**Aim of the task:**
Set down each record exactly as written.

**Raw records:**
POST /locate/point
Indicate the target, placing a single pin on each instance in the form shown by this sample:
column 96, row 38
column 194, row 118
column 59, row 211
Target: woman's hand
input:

**Final result:**
POST /locate/point
Indicate the target, placing a single pin on each instance in the form shown by this sample:
column 96, row 38
column 194, row 118
column 59, row 211
Target: woman's hand
input:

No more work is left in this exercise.